* **Passage given**:

——

Swizec Teller - a geek with a hatswizec.com

Senior Mindset Book

Get promoted, earn a bigger salary, work for top companies

Senior Engineer Mindset cover
Learn more

    How to debug unified, rehype, or remark and fix bugs in markdown processing

    Ever had to debug a compiler? It's hard.

    Typical engineering wisdom goes that if you blame the compiler, you're wrong. You messed up and can't figure it out and it is not the compiler's fault.

    But sometimes it is.

    I'm working on a script to convert Wordpress exports to Markdown and after months of tinkering, noticed a terrible bug. JSX code samples don't work.

    You take this bit of Wordpress source code:

    <pre lang="javascript">
    class ReportSize extends React.Component {
      refCallback = element => {
        if (element) {
          this.props.getSize(element.getBoundingClientRect());
        }
      };
    
      render() {
        return (
          <div ref={this.refCallback} style={{ border: "1px solid red" }}>
            {faker.lorem.paragraphs(Math.random() * 10)}
          </div>
        );
      }
    }
    </pre>
    

    And you get this output:

    class ReportSize extends React.Component {
      refCallback = element => {
        if (element) {
          this.props.getSize(element.getBoundingClientRect());
        }
      };
    
      render() {
        return (
    
            {faker.lorem.paragraphs(Math.random() * 10)}
    
        );
      }
    }
    

    But you're supposed to get this:

    ``javascript
    class ReportSize extends React.Component {
      refCallback = element => {
        if (element) {
          this.props.getSize(element.getBoundingClientRect());
        }
      };
    
      render() {
        return (
    
            {faker.lorem.paragraphs(Math.random() * 10)}
    
        );
      }
    }
    ``
    

    The compiler that translates plain Wordpress HTML to Markdown makes a mistake. Sees HTML inside a code sample, parses it as HTML, then silently drops it.

    🙃

    How would you fix this?

    I verified the input is all correct until it goes into the html-to-markdown compiler. That's always a good first step. Garbage in, garbage out

    How compilers work

    EDCVI2Q

    Compilers work in 3 stages.

    1. The front-end parses text inputs into an Abstract Syntax Tree – AST
    2. The middle-end manipulates the AST to add optimizations and other changes
    3. The back-end turns your AST back to text

    That's the general idea. You can read about compilers in more detail in my LOLCODE-to-JavaScript compiler article.

    Modern tools for Markdown processing

    Your best bet to play with markdown right now is the Unified ecosystem. It's what Gatsby, Next, Prettier, and many others use.

——

* **Data supplied**:
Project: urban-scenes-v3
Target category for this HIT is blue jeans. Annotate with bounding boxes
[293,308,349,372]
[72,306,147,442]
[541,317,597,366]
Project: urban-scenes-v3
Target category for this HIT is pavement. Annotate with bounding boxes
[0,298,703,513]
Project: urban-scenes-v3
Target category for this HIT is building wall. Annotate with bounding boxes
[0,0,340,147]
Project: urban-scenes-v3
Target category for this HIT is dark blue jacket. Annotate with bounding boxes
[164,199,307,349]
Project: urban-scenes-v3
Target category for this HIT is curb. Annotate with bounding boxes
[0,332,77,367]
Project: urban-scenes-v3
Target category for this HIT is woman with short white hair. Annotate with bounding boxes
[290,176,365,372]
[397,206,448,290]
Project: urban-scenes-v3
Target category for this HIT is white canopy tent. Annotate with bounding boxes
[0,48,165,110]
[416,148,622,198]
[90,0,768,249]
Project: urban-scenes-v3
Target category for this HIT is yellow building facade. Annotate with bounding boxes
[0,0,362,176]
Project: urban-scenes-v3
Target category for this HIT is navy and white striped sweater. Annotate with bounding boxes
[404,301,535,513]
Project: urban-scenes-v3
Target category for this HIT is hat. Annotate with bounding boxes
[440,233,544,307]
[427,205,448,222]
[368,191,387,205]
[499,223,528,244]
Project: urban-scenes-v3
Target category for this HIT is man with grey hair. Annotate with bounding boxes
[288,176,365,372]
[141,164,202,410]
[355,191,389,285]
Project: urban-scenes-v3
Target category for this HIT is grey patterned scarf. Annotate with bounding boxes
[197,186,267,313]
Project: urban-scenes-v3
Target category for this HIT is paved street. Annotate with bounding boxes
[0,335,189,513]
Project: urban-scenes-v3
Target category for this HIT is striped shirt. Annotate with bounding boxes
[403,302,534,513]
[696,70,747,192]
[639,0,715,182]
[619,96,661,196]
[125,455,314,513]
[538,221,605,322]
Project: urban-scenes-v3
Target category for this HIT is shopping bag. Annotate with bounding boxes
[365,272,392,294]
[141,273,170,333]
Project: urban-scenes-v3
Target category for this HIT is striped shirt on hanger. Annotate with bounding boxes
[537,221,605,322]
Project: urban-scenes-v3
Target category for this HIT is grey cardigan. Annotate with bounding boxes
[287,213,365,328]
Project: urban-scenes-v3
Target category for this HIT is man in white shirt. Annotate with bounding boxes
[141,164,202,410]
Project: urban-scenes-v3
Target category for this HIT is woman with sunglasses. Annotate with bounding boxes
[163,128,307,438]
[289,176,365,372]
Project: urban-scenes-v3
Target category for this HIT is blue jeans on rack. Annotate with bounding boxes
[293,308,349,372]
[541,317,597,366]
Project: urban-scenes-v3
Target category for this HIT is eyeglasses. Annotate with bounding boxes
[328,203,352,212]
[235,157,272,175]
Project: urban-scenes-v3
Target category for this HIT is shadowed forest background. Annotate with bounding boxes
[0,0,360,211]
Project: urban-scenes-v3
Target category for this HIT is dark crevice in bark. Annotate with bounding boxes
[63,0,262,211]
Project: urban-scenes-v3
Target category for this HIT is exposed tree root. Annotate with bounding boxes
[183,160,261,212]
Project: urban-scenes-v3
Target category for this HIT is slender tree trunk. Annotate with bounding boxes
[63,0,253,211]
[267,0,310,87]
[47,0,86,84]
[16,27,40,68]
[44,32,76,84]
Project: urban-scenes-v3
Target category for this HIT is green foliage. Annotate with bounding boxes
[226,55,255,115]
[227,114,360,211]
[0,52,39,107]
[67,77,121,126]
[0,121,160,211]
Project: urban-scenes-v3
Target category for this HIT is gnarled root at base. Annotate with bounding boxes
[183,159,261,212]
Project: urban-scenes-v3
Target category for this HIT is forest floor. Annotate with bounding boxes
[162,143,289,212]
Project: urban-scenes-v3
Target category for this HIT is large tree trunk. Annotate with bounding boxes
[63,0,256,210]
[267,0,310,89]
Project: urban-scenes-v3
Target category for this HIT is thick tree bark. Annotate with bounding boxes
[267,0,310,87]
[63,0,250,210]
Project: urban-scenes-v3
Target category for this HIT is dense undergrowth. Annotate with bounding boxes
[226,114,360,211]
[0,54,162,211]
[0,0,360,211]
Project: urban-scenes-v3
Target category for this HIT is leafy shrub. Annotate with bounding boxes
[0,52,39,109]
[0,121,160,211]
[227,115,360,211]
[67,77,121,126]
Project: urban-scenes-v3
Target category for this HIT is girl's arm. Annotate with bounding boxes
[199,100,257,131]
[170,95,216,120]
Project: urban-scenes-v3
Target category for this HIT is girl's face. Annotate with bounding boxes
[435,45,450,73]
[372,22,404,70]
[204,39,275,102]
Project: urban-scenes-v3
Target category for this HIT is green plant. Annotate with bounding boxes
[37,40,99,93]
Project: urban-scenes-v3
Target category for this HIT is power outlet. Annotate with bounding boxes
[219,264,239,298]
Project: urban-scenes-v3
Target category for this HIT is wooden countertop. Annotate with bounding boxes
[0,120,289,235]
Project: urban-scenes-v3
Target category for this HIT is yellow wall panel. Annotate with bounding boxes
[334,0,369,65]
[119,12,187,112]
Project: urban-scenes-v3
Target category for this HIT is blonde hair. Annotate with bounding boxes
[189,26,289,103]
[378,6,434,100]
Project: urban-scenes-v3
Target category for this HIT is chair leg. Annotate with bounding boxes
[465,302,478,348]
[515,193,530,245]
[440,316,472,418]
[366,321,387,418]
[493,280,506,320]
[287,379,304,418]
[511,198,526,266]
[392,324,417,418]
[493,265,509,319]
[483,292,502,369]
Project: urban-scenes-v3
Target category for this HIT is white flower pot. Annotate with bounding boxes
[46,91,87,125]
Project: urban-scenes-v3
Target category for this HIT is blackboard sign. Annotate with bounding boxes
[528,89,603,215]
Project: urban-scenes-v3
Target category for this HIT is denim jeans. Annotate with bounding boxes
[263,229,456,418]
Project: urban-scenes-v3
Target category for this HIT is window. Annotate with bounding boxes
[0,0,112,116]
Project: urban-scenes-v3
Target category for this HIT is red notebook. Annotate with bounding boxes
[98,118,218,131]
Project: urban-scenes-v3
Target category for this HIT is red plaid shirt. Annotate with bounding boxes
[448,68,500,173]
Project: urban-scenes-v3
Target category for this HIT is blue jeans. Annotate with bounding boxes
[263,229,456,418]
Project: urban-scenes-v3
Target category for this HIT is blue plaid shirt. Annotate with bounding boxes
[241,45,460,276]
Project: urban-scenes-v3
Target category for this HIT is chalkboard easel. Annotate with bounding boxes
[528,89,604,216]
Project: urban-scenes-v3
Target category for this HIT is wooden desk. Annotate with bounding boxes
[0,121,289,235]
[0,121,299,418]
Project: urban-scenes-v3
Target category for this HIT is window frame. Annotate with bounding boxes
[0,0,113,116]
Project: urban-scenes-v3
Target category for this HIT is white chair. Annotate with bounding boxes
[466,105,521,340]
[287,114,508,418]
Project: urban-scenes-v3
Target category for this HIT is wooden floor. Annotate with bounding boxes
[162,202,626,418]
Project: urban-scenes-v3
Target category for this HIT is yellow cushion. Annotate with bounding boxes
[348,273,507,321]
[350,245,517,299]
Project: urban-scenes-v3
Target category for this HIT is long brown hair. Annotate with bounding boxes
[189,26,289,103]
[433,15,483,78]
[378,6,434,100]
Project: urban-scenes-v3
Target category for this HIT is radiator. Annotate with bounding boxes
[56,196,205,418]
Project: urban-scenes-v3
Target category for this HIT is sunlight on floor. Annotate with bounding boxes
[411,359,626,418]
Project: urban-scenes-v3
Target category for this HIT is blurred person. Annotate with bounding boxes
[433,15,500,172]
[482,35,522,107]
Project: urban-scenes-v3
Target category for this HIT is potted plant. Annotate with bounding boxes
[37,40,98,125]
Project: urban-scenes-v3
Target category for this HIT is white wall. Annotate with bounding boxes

——

* **Objective**: How would you condense the paragraph in the article on debugging markdown processing that begins "The compiler that translates plain Wordpress HTML" while keeping its main facts? The data comes from a separate source and has no connection to the article on debugging markdown processing.

* **Output**: The compiler converting Wordpress HTML to Markdown errs: it parses HTML found inside a code sample as real HTML and silently discards it.